:: TEXTE DE LECTURE
Le bizarre incident du chien pendant la nuit, Mark Haddon


Ce billet a été initialement publié sur In Cold Blog, le


Alors qu’il se balade dans les rues de son quartier comme tous les soirs, ou presque, Christopher, quinze ans, découvre le cadavre du chien de sa voisine, transpercé d’une fourche.
Germe alors dans son esprit, le projet de résoudre cette énigme, et suivre les pas de son héros, Sherlock Holmes.
Ce Bizarre incident du chien pendant la nuit va mener Christopher bien plus loin que sur les traces du tueur de chien.

Toi ma p’tite folie. 
Évidemment, présenté comme ça, ça fait pas envie. Mais c’est parce que j’ai gardé le meilleur pour la fin. Ce qui donne tout son sel à l’intrigue, c’est que Christopher n’est pas un ado comme les autres, il est autiste. Et c’est lui qui nous raconte toutes les péripéties qu’il va vivre, qui à son échelle sont d’extraordinaires aventures.
::::
:: EXTRAITS DE DONNÉES
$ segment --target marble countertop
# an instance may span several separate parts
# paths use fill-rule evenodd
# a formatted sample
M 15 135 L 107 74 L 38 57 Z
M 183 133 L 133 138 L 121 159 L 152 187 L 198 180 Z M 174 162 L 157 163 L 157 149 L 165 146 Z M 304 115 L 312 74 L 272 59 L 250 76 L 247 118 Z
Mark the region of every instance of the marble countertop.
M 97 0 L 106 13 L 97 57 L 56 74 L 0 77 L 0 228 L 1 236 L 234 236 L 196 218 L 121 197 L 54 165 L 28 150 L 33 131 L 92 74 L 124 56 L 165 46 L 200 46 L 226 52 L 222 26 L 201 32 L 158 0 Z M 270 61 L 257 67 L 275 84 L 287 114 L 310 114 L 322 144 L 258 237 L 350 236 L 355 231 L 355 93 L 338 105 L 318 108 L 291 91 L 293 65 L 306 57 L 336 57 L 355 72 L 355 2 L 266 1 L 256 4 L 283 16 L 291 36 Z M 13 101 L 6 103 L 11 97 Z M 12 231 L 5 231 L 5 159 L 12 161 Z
::::
§ SÉRIE D'EXERCICES
1: D'après le billet sur Le bizarre incident du chien pendant la nuit, qu'est-ce que Christopher découvre en se baladant dans les rues de son quartier ?
2: Reprenez le billet sur Le bizarre incident du chien pendant la nuit juste après sa dernière phrase et poursuivez-le.
Les données n'ont aucun lien avec le billet sur Le bizarre incident du chien pendant la nuit.

§ CORRIGÉ DES EXERCICES
1: Il découvre le cadavre du chien de sa voisine, transpercé d'une fourche.

2:
Mark Haddon fait pénétrer son lecteur dans la tête de Christopher, et dans son implacable logique. En nous plaçant ainsi en empathie avec le jeune garçon, il nous fait adopter sa vision du monde et, appréhender la réalité de son quotidien, si bien qu’à aucun moment les situations ne paraissent absurdes.
Et là où l’auteur réussit son coup, à mon avis, c’est qu’il ne confond jamais empathie avec pathos. Il évoque aussi merveilleusement bien le découragement, la colère, l’incompréhension que Christopher suscite malgré lui dans son entourage, sa famille ou à l’école.

Si de toute évidence, ce roman m’a énormément plu, j’en ai beaucoup moins aimé les effets secondaires. Je m’explique: le comportement de Christopher est censé être pathologique, non ? Alors, pourquoi son rapport avec le monde extérieur est-il parfois si comparable au mien ? C’est grave docteur ?

L'avis de Papillon.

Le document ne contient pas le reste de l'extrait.